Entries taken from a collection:
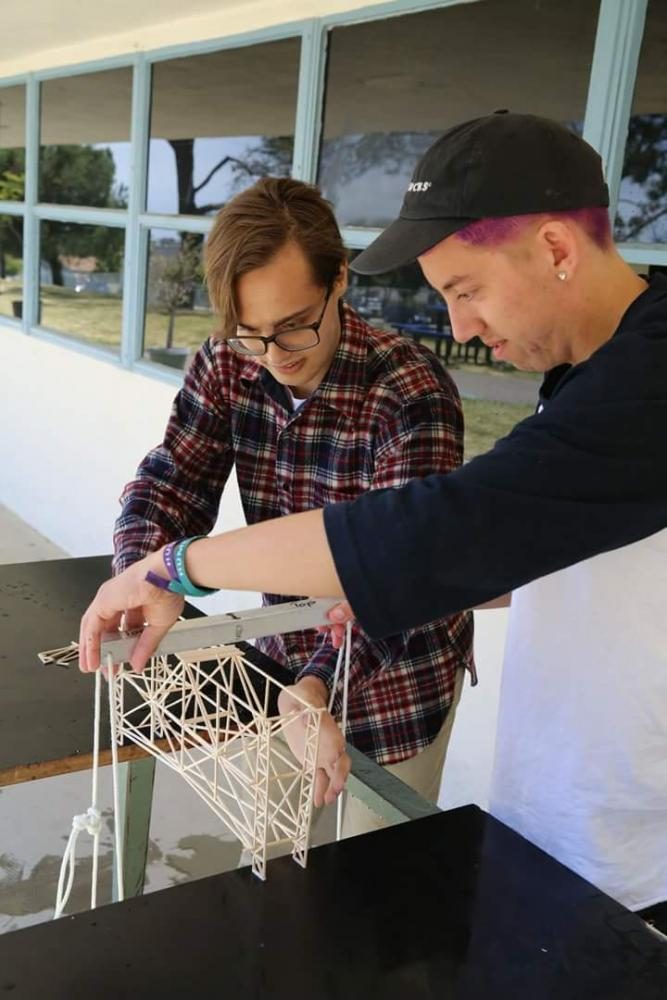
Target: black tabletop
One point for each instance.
(451, 906)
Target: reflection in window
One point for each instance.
(178, 312)
(81, 273)
(12, 143)
(642, 206)
(384, 108)
(85, 132)
(218, 122)
(11, 266)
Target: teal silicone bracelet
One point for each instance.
(184, 584)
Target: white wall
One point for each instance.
(42, 34)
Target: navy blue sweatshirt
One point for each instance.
(586, 474)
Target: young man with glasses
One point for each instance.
(312, 406)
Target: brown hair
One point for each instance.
(255, 225)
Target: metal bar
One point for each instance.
(112, 217)
(217, 630)
(31, 275)
(310, 101)
(612, 84)
(136, 798)
(136, 238)
(383, 793)
(179, 223)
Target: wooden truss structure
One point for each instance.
(206, 714)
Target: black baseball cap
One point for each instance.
(492, 167)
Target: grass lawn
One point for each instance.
(96, 319)
(486, 421)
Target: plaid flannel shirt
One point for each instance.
(386, 411)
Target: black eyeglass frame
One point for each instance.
(275, 337)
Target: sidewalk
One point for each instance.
(501, 388)
(21, 543)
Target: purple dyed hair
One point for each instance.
(493, 232)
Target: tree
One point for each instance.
(72, 175)
(646, 168)
(173, 279)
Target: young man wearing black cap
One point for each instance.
(507, 217)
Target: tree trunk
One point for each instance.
(184, 154)
(170, 329)
(56, 270)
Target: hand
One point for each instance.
(339, 615)
(333, 764)
(141, 602)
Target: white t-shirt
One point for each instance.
(581, 752)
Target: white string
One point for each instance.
(343, 716)
(118, 845)
(90, 821)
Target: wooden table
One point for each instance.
(46, 711)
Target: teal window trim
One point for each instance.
(12, 208)
(611, 86)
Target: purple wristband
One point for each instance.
(157, 581)
(169, 561)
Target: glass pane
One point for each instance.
(178, 313)
(384, 107)
(85, 133)
(218, 122)
(495, 395)
(81, 282)
(642, 206)
(11, 266)
(12, 143)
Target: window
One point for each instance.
(178, 313)
(12, 143)
(81, 282)
(218, 122)
(85, 131)
(384, 106)
(642, 205)
(11, 266)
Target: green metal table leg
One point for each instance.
(383, 793)
(136, 798)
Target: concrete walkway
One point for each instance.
(21, 543)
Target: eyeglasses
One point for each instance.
(290, 338)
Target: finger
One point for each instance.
(132, 618)
(340, 613)
(337, 775)
(320, 787)
(93, 626)
(146, 644)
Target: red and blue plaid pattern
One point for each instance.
(387, 411)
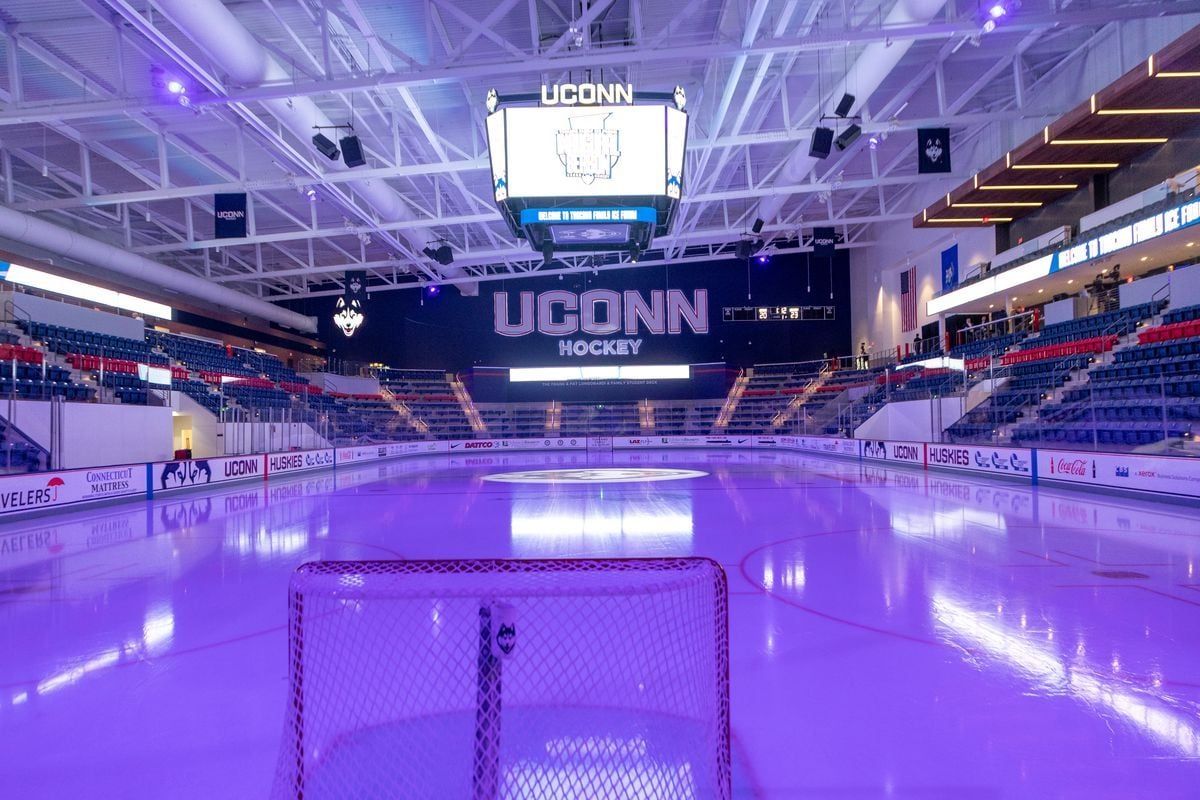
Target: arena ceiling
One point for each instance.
(89, 138)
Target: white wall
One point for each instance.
(96, 434)
(343, 384)
(875, 275)
(55, 312)
(912, 420)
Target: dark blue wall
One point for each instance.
(449, 331)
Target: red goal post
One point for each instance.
(490, 678)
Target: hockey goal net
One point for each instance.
(507, 679)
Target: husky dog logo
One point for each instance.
(507, 638)
(185, 473)
(934, 150)
(348, 317)
(587, 149)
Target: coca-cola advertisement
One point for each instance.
(1161, 475)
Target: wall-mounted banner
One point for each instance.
(601, 313)
(823, 241)
(933, 150)
(229, 216)
(37, 491)
(949, 268)
(172, 475)
(349, 310)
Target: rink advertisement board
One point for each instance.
(493, 445)
(634, 443)
(1012, 462)
(39, 491)
(174, 475)
(299, 462)
(1125, 471)
(901, 452)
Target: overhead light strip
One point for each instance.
(71, 288)
(1147, 112)
(1102, 164)
(1145, 140)
(983, 220)
(1001, 204)
(1030, 187)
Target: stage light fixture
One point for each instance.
(443, 254)
(325, 146)
(849, 137)
(822, 143)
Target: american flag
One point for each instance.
(909, 300)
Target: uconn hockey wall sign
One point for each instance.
(600, 322)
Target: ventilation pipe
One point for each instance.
(863, 78)
(211, 25)
(30, 230)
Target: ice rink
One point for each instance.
(895, 633)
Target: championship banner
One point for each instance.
(229, 216)
(933, 150)
(823, 240)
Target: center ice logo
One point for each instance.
(587, 149)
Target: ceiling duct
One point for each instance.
(863, 78)
(213, 26)
(112, 262)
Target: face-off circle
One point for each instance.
(595, 475)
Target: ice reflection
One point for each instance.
(571, 522)
(1041, 665)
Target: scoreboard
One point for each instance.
(778, 313)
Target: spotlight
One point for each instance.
(849, 137)
(442, 254)
(325, 146)
(822, 142)
(352, 151)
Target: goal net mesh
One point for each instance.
(507, 679)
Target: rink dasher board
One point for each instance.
(1163, 476)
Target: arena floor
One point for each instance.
(894, 633)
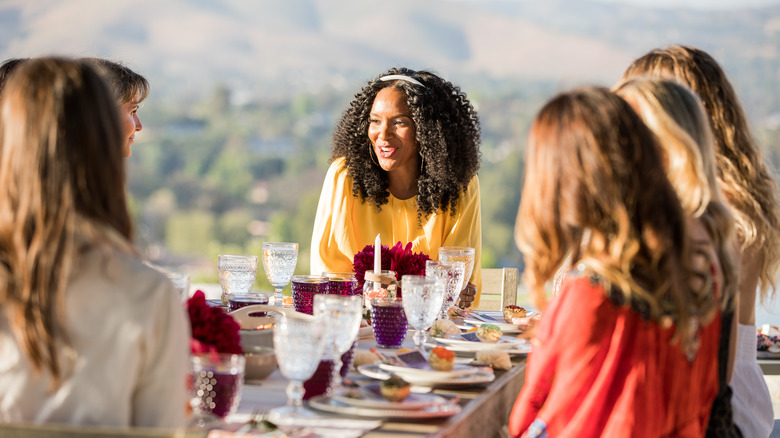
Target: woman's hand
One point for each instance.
(467, 296)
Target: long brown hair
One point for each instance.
(676, 116)
(593, 166)
(61, 191)
(744, 177)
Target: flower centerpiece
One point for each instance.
(213, 331)
(399, 259)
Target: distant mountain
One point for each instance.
(290, 46)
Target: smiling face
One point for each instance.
(392, 134)
(130, 123)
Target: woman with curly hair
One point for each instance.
(677, 118)
(88, 333)
(405, 160)
(751, 192)
(629, 346)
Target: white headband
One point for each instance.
(409, 79)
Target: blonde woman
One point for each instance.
(675, 115)
(88, 333)
(627, 348)
(751, 192)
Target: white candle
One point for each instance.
(377, 255)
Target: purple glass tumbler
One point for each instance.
(389, 322)
(304, 287)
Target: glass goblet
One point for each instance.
(279, 260)
(216, 387)
(298, 343)
(422, 301)
(237, 275)
(342, 315)
(459, 254)
(452, 273)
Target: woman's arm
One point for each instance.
(467, 231)
(330, 231)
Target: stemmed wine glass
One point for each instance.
(459, 254)
(298, 343)
(452, 273)
(237, 275)
(279, 260)
(423, 297)
(342, 315)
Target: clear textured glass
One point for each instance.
(237, 274)
(216, 387)
(423, 297)
(342, 283)
(181, 282)
(452, 274)
(342, 315)
(459, 254)
(279, 260)
(299, 344)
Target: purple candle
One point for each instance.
(304, 287)
(389, 321)
(320, 381)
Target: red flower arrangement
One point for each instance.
(399, 259)
(213, 331)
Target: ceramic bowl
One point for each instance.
(260, 362)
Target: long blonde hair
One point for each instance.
(592, 165)
(61, 191)
(743, 176)
(677, 118)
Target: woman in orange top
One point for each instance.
(628, 348)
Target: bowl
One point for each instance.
(260, 362)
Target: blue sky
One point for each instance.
(697, 4)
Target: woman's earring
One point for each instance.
(371, 154)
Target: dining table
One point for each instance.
(484, 408)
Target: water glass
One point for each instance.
(236, 275)
(304, 288)
(423, 297)
(299, 343)
(342, 283)
(388, 320)
(452, 274)
(459, 254)
(342, 315)
(279, 260)
(216, 385)
(181, 282)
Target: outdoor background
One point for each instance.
(245, 94)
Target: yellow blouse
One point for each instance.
(344, 225)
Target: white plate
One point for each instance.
(480, 376)
(327, 404)
(414, 375)
(505, 343)
(370, 397)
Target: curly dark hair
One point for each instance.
(448, 138)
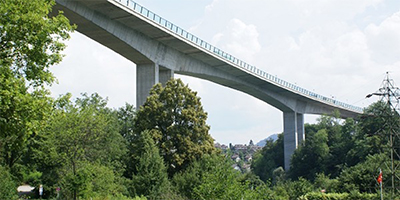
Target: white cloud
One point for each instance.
(239, 39)
(384, 39)
(335, 48)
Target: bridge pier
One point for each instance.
(147, 75)
(293, 134)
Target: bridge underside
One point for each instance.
(159, 54)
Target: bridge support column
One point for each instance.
(293, 134)
(147, 75)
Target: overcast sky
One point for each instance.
(336, 48)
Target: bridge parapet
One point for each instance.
(233, 61)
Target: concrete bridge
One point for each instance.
(159, 49)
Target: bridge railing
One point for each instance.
(228, 57)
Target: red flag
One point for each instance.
(380, 177)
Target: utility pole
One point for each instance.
(390, 94)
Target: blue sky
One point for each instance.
(337, 48)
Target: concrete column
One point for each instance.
(165, 75)
(300, 128)
(290, 139)
(293, 134)
(147, 75)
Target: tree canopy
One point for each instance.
(177, 122)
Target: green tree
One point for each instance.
(151, 178)
(30, 42)
(309, 159)
(8, 188)
(80, 139)
(175, 117)
(268, 159)
(363, 176)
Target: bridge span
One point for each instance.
(159, 49)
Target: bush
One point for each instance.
(8, 188)
(339, 196)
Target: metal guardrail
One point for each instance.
(228, 57)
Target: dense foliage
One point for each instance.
(81, 149)
(175, 118)
(338, 155)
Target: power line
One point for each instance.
(390, 94)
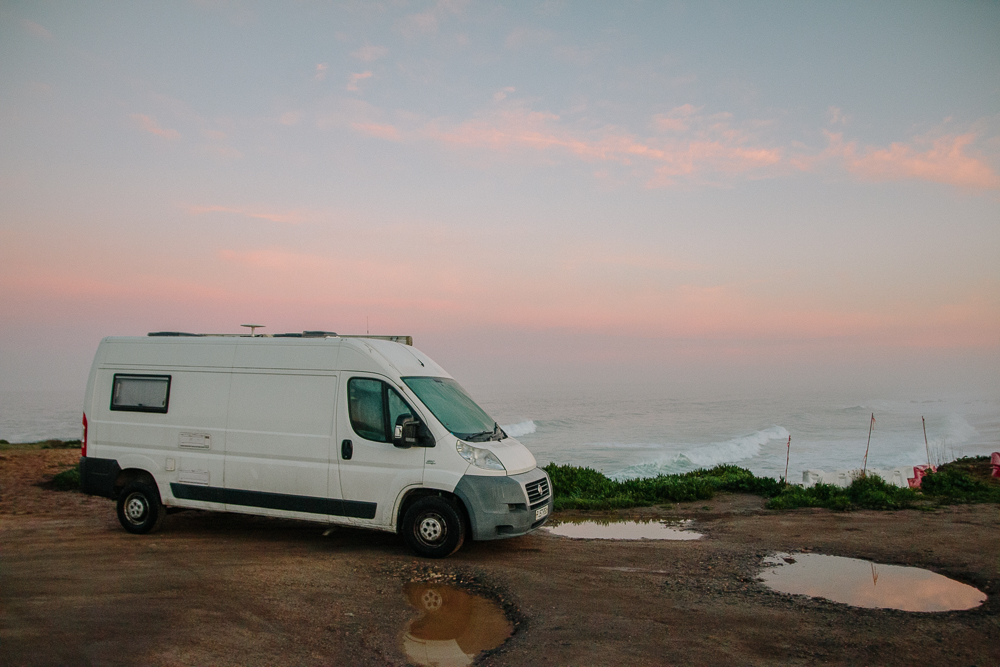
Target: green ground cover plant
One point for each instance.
(41, 444)
(962, 481)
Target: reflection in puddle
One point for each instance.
(861, 583)
(624, 530)
(454, 628)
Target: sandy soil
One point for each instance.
(235, 590)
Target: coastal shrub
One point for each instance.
(67, 480)
(60, 444)
(962, 481)
(952, 484)
(871, 492)
(586, 488)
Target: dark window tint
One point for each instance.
(374, 407)
(140, 393)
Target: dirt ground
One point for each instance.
(223, 589)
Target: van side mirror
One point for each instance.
(410, 432)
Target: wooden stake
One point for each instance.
(928, 447)
(787, 453)
(864, 470)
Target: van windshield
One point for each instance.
(455, 409)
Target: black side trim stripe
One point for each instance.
(275, 501)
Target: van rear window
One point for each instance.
(140, 393)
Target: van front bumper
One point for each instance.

Your instructions:
In the records above, find each line with the string "logo" and list it.

Response to the exercise:
Target: husky dog logo
Target: center ice logo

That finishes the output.